**** Excerpt to read

Showing posts with label Fsharp. Show all posts
Showing posts with label Fsharp. Show all posts

Benchmarking reading binary values from a file with F#, Python, Julia, R, Go and OCaml

In one of my recent posts I showed some F# code for storing and reading integers as binary data. Since then I've created different versions of the reading part in Python, Julia, Go, OCaml and R to be able to compare the performance of the different languages on this simple task and to get a feeling on what it's like to program in Julia, Go and OCaml as I hadn't created any programs in these languages yet.

Below table shows the benchmark results for reading 10 times 10000 values and 10000 times 10 values with links to the source code files in the different programming languages:

Language 10 times 10000 values 10000 times 10 values
F# 6 seconds 20 seconds
Python 26 seconds 40 seconds
Julia 45 seconds 72 seconds
Go 8 seconds 25 seconds
OCaml 2.5 seconds 48 seconds
R 110 seconds NA

The overall fastest version is the one written in F# but note that it's also the version I have tweaked the most. As I'm not very experienced in most of the languages so any performance tips are welcome. Note that I tried using memory mapped files in .NET and Python this improved performance when querying lots of values from the same file but also made it worse in other cases.

The implementation of the functionality is most of the times rather similar in the different languages. Some notable differences where:

  • Julia apparently doesn't have a null value so I refrained from checking whether the read integer value was equal to the int32 minimum value (-2147483648).
  • In Go converting the bytes to integers was faster with a custom function.
  • I didn't find a function in the OCaml Core library to convert bytes to a 32-bit integer, but luckily I found one on Stack Overflow.

F#:
open System
open System.IO

let readValue (reader:BinaryReader) cellIndex = 
    reader.BaseStream.Seek(int64 (cellIndex*4), SeekOrigin.Begin) |> ignore
    match reader.ReadInt32() with
    | Int32.MinValue -> None
    | v -> Some(v)
        
let readValues indices fileName = 
    use reader = new BinaryReader(File.Open(fileName, FileMode.Open, FileAccess.Read, FileShare.Read))
    let values = Array.map (readValue reader) indices
    values

Python:
def read_values(filename, indices):
    # indices are sorted and unique
    values = []
    with open(filename, 'rb') as f:
        for index in indices:
            f.seek(index*4L, os.SEEK_SET)
            b = f.read(4)
            v = struct.unpack("@i", b)[0]
            if v == -2147483648:
                v = None
            values.append(v)

********
**** Data section

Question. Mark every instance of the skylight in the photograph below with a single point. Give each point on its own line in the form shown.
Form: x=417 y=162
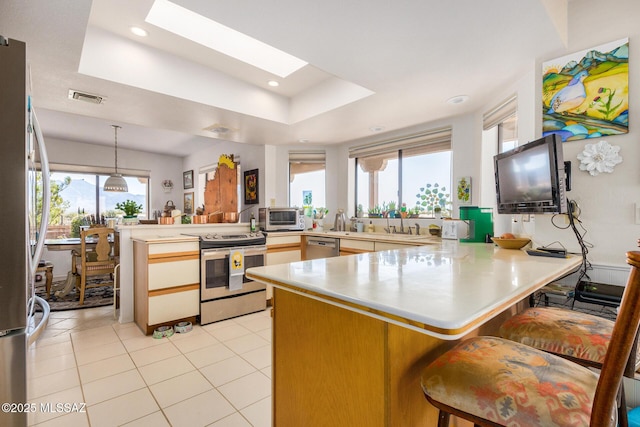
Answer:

********

Required work:
a: In the benchmarking post, rewrite the passage starting at "let readValue (reader:BinaryReader)" and ending at "v -> Some(v)", swapping "cellIndex" for "position".
b: List every programming language named in the results table of the benchmarking post.
c: Continue the post on benchmarking binary file reading from where it stops.

Answers:
a:
let readValue (reader:BinaryReader) position = 
    reader.BaseStream.Seek(int64 (position*4), SeekOrigin.Begin) |> ignore
    match reader.ReadInt32() with
    | Int32.MinValue -> None
    | v -> Some(v)

b: F#, Python, Julia, Go, OCaml, R

c:
    return values

Julia:
function readvalue(stream, position)
    seek(stream, position)
    return read(stream, Int32)
end

function readvalues(filename::String, indices)
    stream = open(filename, "r")
    try
        return Int32[readvalue(stream, index*4) for index in indices]
    finally
        close(stream)
    end
end

Go:
import ("os")
func bytes2int(b []byte) int32 {
    v := int32(0)
    for  i := 0; i < 4; i++ {
        v = v | (int32(b[i]) << (uint(8*i)))
    }
    return v
}

func readValues(indices []int, filename string) []int32 {
    results := make([]int32, len(indices))
    b := make([]byte, 4)
    f,_ := os.Open(filename)
    for i, cellIndex := range indices {
        f.Seek(int64(cellIndex*4), os.SEEK_SET)
        f.Read(b)
        value := bytes2int(b) // around 10-20% faster then binary.Read
        if value != -2147483648 {
            results[i] = value
        } else {
            results[i] = 99999
        }
    }
    return results
}

OCaml:
let input_le_int32 inchannel = (* http://stackoverflow.com/a/6031286/477367 *)
  let res = ref 0l in
    for i = 0 to 3 do
      let byte = input_byte inchannel in
        res := Int32.logor !res (Int32.shift_left (Int32.of_int byte) (8*i))
    done;

    match !res with
      | -2147483648l -> None
      | v -> Some(v)

let readvalue inchannel index =
  seek_in inchannel (index*4);
  input_le_int32 inchannel

let readvalues (indices:int array) filename =
  let inchannel = open_in_bin filename in
    try
      let result = Array.map (readvalue inchannel) indices in
        close_in inchannel;
        result
    with e ->
      close_in_noerr inchannel;
      raise e

R:

read.values <- function(filename, indices) {
  conn <- file(filename, "rb")
  read.value <- function(index) {
    seek(conn, where=index*4)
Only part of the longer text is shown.